_TEXT BLOCK_
·····
These tumors grow slowly, and significant ear pain is uncommon. The pulsing and gradual hearing loss are typically the earliest symptoms, sometimes present for a year or more before other signs appear. A doctor can sometimes spot a reddish mass behind the eardrum during a standard ear exam.
Muscle Twitches That Mimic Pulsing
Not all rhythmic ear sounds come from blood flow. Middle ear myoclonus is a condition where one of two tiny muscles inside your ear (the tensor tympani or the stapedius) starts contracting involuntarily. This creates a rhythmic clicking, thumping, buzzing, or fluttering that can easily be confused with vascular pulsing. The key difference is that these muscle-driven sounds don’t sync with your heartbeat. If you check your pulse while listening to the sound and the two rhythms don’t match, muscle twitching is a more likely explanation than a blood vessel issue.
How Doctors Find the Cause
Pulsatile tinnitus is one of the few types of tinnitus where doctors can usually identify a specific, treatable cause. The workup typically starts with a physical exam, where a clinician looks at your eardrum and listens to the blood vessels in your neck with a stethoscope. If they see a mass behind the eardrum, a CT scan of the temporal bone is the usual first step.
When the eardrum looks normal, imaging focuses on the blood vessels themselves. The American College of Radiology considers several approaches appropriate for this situation: MRI of the head combined with magnetic resonance angiography (a type of scan that maps blood vessels), or CT angiography of the head and neck. These scans can reveal narrowed arteries, abnormal vein anatomy, sinus wall gaps, tumors, and signs of elevated intracranial pressure. The choice between them depends on what the clinical picture suggests.
Basic blood work is also part of the evaluation, since a simple blood count can reveal anemia and thyroid function tests can flag hyperthyroidism, both of which are straightforward to treat.
What Treatment Looks Like
Because pulsatile tinnitus is a symptom rather than a single disease, treatment depends entirely on the underlying cause. For systemic conditions like anemia, thyroid problems, or high blood pressure, treating the root condition often resolves the pulsing on its own. You may notice the sound fading within weeks of starting treatment.
·····
(Annotated photo localization data)
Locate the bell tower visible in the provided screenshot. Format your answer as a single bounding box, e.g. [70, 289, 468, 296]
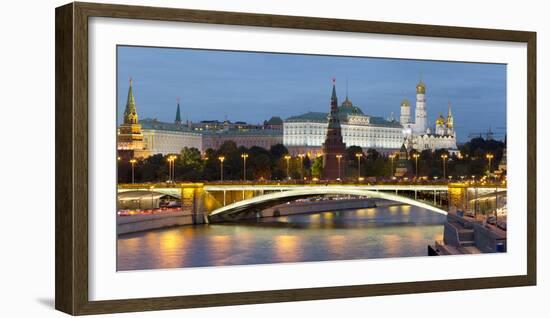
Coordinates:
[414, 80, 428, 134]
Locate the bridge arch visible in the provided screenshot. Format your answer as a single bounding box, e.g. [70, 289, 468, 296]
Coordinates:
[209, 186, 447, 217]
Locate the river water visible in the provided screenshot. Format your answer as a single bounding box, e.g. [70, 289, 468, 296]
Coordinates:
[117, 205, 445, 271]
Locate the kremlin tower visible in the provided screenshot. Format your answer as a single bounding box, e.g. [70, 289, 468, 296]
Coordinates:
[322, 79, 346, 180]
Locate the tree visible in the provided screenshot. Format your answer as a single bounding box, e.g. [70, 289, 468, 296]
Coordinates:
[269, 144, 288, 162]
[174, 147, 204, 181]
[311, 156, 323, 178]
[250, 153, 271, 180]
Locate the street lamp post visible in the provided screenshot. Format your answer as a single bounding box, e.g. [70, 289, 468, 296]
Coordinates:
[149, 186, 155, 212]
[130, 159, 137, 184]
[170, 156, 177, 182]
[218, 156, 225, 181]
[284, 155, 292, 180]
[388, 154, 395, 178]
[355, 152, 363, 181]
[336, 155, 342, 181]
[413, 153, 420, 179]
[298, 153, 306, 180]
[441, 154, 449, 180]
[485, 153, 494, 173]
[241, 153, 248, 181]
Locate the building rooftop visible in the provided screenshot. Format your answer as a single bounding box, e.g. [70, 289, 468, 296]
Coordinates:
[202, 129, 283, 137]
[139, 118, 193, 132]
[285, 106, 401, 127]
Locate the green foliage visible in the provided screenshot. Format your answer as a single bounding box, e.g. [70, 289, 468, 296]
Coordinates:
[118, 138, 505, 183]
[311, 156, 323, 178]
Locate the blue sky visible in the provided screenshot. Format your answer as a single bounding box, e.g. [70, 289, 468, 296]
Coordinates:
[117, 46, 506, 141]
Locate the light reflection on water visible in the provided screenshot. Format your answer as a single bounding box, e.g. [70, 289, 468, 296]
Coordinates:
[117, 205, 445, 270]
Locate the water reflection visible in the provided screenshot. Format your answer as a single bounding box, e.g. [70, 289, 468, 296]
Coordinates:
[117, 205, 444, 270]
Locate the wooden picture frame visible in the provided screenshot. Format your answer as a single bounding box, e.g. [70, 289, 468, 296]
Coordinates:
[55, 2, 536, 315]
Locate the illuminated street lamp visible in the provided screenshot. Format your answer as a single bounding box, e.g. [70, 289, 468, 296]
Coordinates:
[355, 152, 363, 181]
[218, 156, 225, 181]
[485, 153, 494, 173]
[284, 155, 292, 180]
[336, 155, 342, 181]
[298, 153, 306, 180]
[241, 153, 248, 181]
[149, 186, 155, 212]
[441, 154, 449, 180]
[413, 153, 420, 178]
[388, 154, 395, 177]
[130, 159, 137, 184]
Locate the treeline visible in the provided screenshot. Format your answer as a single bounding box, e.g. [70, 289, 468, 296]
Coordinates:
[118, 138, 505, 183]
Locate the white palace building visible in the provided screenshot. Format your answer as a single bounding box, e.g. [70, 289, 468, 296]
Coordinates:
[283, 81, 458, 155]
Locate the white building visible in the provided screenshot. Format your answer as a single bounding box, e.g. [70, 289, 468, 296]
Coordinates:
[283, 81, 457, 154]
[140, 119, 203, 155]
[283, 96, 403, 153]
[400, 81, 458, 153]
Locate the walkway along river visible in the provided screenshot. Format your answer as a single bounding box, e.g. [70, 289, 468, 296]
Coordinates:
[117, 205, 445, 271]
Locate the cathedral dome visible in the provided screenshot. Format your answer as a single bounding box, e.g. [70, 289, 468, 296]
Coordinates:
[416, 80, 426, 94]
[341, 95, 353, 108]
[435, 114, 445, 126]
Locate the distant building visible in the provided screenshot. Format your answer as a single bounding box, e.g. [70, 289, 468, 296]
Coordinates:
[189, 119, 264, 132]
[322, 83, 346, 180]
[117, 82, 283, 158]
[117, 80, 149, 158]
[264, 116, 283, 130]
[202, 129, 283, 150]
[283, 81, 458, 155]
[283, 85, 403, 154]
[140, 118, 204, 155]
[400, 81, 458, 153]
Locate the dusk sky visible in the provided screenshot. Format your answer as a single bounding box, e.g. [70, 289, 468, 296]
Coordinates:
[117, 46, 506, 141]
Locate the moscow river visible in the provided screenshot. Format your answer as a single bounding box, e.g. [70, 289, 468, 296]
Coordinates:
[117, 205, 445, 271]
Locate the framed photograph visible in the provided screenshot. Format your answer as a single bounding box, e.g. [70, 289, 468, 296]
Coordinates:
[55, 3, 536, 315]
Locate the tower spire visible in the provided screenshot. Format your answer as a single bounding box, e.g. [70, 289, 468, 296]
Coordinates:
[124, 77, 138, 124]
[447, 101, 454, 129]
[322, 78, 346, 180]
[174, 97, 181, 125]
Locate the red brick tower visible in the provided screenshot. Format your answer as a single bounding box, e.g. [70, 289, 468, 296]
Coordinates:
[322, 79, 346, 180]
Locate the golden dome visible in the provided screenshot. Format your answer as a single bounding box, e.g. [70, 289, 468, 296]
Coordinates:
[416, 80, 426, 94]
[435, 113, 445, 126]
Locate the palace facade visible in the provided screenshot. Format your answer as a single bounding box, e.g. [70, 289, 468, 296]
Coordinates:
[283, 81, 458, 155]
[117, 81, 458, 158]
[117, 82, 283, 158]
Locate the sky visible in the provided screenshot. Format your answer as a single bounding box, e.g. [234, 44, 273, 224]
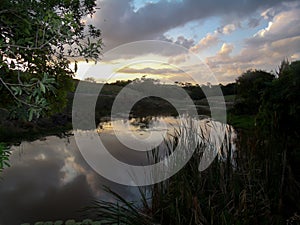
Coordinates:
[76, 0, 300, 84]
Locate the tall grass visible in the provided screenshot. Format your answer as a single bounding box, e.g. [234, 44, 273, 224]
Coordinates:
[85, 118, 300, 225]
[0, 143, 11, 172]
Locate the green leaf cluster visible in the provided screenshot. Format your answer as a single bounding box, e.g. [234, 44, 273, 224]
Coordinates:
[0, 0, 102, 120]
·····
_USING THE INFORMATION_
A - According to the text on pulsatile tinnitus, why is basic blood work included in the evaluation? Answer in one to three sentences.
B - In the text on pulsatile tinnitus, what is the usual first step when a clinician sees a mass behind the eardrum?
C - Pick up the text on pulsatile tinnitus after its final sentence and continue writing it.
The entries are separate material and have no connection to the text on pulsatile tinnitus.

_TASK ANSWERS_
A - A simple blood count can reveal anemia, and thyroid function tests can flag hyperthyroidism. Both conditions are straightforward to treat.

B - A CT scan of the temporal bone.

C -
Structural causes sometimes require intervention. Surgical repair of a sigmoid sinus gap involves placing material over the exposed vessel to dampen the sound transmission. For narrowed carotid arteries, the treatment approach balances symptom relief against stroke prevention. Glomus tumors can be monitored if small and slow-growing, or treated with surgery or radiation if they’re causing progressive symptoms.
For elevated intracranial pressure, treatment focuses on reducing fluid buildup, often through weight loss (since the condition is strongly linked to obesity) and sometimes medication to reduce fluid production. The pulsing typically improves as pressure normalizes.
Signs That Need Prompt Attention
Pulsatile tinnitus on its own is not an emergency, but certain accompanying symptoms change the picture. Sudden vision changes, severe headaches, or weakness on one side of the body alongside new pulsing could indicate a problem with blood flow to the brain. Pulsing that starts after a head or neck injury deserves prompt evaluation, since it may signal a tear in an artery wall. Progressive hearing loss, especially in one ear, paired with pulsing raises the possibility of a growth that needs imaging. And if you notice pulsing along with a racing heart, unexplained weight loss, or excessive sweating, a thyroid or metabolic issue is worth checking quickly.
Pulsatile tinnitus that has been stable for weeks or months without other symptoms is less urgent, but it still warrants a medical evaluation. Unlike regular tinnitus, which often has no identifiable cause, the pulsatile variety almost always has one, and most of those causes are treatable.